═══ SOURCE TEXT

2018-02-15 Thread Sarah R
Hi Everyone,

Quick correction.

The next Research Showcase will be live-streamed this Wednesday, February
21, 2018 at 11:30 AM (PST) *19:30 (UTC).*

Kindly,

Sarah R.

On Thu, Feb 15, 2018 at 10:38 AM, Sarah R  wrote:

> Hi Everyone,
>
> The next Research Showcase will be live-streamed this Wednesday, February
> 21, 2018 at 11:30 AM (PST) 18:30 UTC.
>
> YouTube stream: https://www.youtube.com/watch?v=fpmRWCE7F_I
>
> As usual, you can join the conversation on IRC at #wikimedia-research.
> And, you can watch our past research showcases here
> .
>
> This month's presentation:
>
> *Visual enrichment of collaborative knowledge bases*
>
> By Miriam Redi, Wikimedia Foundation
>
> Images allow us to explain, enrich and complement knowledge without
> language barriers [1]. They can help illustrate the content of an item in a
> language-agnostic way to external data consumers. Images can be extremely
> helpful in multilingual collaborative knowledge bases such as Wikidata.
>
> However, a large proportion of Wikidata items lack images. More than 3.6M
> Wikidata items are about humans (Q5), but only 17% of them have an image
> associated with them. Only 2.2M of 40 Million Wikidata items have an image.

══════

▸ WHAT THIS EXERCISE ASKS
1 - According to the Research Showcase announcement, what percentage of Wikidata items about humans have an associated image?
2 - Continue the Research Showcase announcement from the point where it ends.

═══ RECORDS PROVIDED

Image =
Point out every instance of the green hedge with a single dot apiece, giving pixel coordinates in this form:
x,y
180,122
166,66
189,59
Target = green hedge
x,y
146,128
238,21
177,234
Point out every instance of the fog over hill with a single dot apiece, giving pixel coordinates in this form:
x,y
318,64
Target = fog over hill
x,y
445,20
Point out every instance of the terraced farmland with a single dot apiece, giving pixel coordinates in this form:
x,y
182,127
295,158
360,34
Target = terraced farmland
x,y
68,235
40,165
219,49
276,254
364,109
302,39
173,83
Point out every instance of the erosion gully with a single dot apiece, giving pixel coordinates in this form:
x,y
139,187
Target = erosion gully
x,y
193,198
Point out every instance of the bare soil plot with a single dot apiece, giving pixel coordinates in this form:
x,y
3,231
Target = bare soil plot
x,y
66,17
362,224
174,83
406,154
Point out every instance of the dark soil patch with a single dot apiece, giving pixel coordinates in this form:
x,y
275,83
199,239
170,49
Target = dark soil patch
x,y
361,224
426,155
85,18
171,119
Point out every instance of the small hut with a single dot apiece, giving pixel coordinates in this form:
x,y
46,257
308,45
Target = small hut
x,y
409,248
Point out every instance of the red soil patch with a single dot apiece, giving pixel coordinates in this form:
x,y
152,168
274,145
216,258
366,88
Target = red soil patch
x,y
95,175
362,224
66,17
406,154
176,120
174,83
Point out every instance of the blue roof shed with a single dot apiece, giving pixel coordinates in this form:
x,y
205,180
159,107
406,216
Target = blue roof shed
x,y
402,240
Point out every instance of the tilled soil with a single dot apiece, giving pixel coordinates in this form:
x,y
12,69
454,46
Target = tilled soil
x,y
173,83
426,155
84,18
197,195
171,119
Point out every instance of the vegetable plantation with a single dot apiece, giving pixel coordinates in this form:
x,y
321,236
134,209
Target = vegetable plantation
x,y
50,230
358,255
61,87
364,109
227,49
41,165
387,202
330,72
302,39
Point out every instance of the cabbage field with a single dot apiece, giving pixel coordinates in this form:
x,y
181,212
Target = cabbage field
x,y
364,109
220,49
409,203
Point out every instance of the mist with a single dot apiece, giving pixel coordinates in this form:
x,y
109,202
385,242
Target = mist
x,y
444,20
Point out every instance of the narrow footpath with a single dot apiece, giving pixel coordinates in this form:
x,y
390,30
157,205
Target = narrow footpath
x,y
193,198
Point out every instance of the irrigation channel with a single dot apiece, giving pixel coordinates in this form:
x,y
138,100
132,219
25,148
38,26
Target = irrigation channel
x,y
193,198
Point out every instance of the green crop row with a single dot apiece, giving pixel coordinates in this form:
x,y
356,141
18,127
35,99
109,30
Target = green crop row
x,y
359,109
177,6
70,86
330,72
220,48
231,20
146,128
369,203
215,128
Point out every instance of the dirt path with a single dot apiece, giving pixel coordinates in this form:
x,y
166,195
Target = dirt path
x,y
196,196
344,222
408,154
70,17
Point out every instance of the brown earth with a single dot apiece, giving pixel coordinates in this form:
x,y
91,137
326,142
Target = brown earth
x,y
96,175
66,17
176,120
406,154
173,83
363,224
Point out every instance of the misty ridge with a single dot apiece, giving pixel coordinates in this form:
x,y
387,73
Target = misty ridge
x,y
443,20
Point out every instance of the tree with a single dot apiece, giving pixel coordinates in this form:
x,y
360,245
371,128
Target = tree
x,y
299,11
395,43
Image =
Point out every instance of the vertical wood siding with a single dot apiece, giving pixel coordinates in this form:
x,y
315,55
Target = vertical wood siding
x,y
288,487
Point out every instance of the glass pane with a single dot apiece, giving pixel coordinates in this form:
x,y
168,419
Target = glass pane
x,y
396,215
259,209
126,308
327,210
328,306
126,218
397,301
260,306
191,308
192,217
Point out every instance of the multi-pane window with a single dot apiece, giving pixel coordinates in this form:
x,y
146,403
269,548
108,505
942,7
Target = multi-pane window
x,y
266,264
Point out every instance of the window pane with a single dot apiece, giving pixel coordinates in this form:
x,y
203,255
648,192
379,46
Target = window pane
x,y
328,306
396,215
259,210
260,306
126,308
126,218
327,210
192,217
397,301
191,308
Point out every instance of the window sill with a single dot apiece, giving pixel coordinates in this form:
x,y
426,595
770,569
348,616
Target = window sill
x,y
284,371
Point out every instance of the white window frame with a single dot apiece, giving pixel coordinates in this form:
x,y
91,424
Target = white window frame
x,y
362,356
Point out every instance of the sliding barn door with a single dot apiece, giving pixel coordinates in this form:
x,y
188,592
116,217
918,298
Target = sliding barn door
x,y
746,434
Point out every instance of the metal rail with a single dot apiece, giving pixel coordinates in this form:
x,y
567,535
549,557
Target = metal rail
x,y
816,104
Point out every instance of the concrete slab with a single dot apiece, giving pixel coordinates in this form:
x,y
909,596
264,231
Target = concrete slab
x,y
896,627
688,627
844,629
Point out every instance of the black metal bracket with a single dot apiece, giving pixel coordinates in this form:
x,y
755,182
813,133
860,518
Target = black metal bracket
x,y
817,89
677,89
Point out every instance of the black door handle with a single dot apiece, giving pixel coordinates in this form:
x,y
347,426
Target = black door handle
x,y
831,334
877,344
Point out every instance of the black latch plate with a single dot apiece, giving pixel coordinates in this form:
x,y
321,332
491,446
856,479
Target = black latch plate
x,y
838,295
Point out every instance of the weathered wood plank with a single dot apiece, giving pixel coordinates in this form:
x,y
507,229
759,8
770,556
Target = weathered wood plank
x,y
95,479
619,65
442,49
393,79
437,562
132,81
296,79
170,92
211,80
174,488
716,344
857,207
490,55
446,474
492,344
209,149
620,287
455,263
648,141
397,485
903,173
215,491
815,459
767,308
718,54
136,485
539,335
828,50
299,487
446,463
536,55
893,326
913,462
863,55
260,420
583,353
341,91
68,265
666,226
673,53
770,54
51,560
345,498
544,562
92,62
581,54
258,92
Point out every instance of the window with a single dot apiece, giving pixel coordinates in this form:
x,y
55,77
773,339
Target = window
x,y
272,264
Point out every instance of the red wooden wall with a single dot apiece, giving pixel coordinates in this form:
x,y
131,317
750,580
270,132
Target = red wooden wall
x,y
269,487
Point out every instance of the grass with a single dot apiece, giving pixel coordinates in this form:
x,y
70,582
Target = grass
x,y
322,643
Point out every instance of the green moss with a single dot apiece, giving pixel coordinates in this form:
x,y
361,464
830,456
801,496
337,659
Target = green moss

══════

▸ RESPONSES
1 - 17%

2 -
> A wider presence of images in such a rich, cross-lingual repository could
> enable a more complete representation of human knowledge.
>
> In this talk, we will discuss challenges and opportunities faced when
> using machine learning and computer vision tools for the visual enrichment
> of collaborative knowledge bases. We will share research to help Wikidata
> contributors make Wikidata more “visual” by recommending high-quality
> Commons images to Wikidata items. We will show the first results on
> free-licence image quality scoring and recommendation and discuss future
> work in this direction.
>
> [1] Van Hook, Steven R. "Modes and models for transcending cultural
> differences in international classrooms." Journal of Research in
> International Education 10.1 (2011): 5-27. http://journals.sagepub.com/
> doi/abs/10.1177/1475240910395788
>
> *Backlogs—backlogs everywhere: Using machine classification to clean up
> the new page backlog*
>
> By Aaron Halfaker, Wikimedia Foundation
>
> If there's one insight that I've had about the functioning of Wikipedia
> and other wiki-based online communities, it's that eventually self-directed
> work breaks down and some form of organization becomes important for task
> routing.  In Wikipedia specifically, the notion of "backlogs" has become
> dominant.  There's backlogs of articles to create, articles to clean up,
> articles to assess, new editor contributions to review, manual of style
> rules to apply, etc.  To a community of people working on a backlog, the
> state of that backlog has deep effects on their emotional well being.  A
> backlog that only grows is frustrating and exhausting.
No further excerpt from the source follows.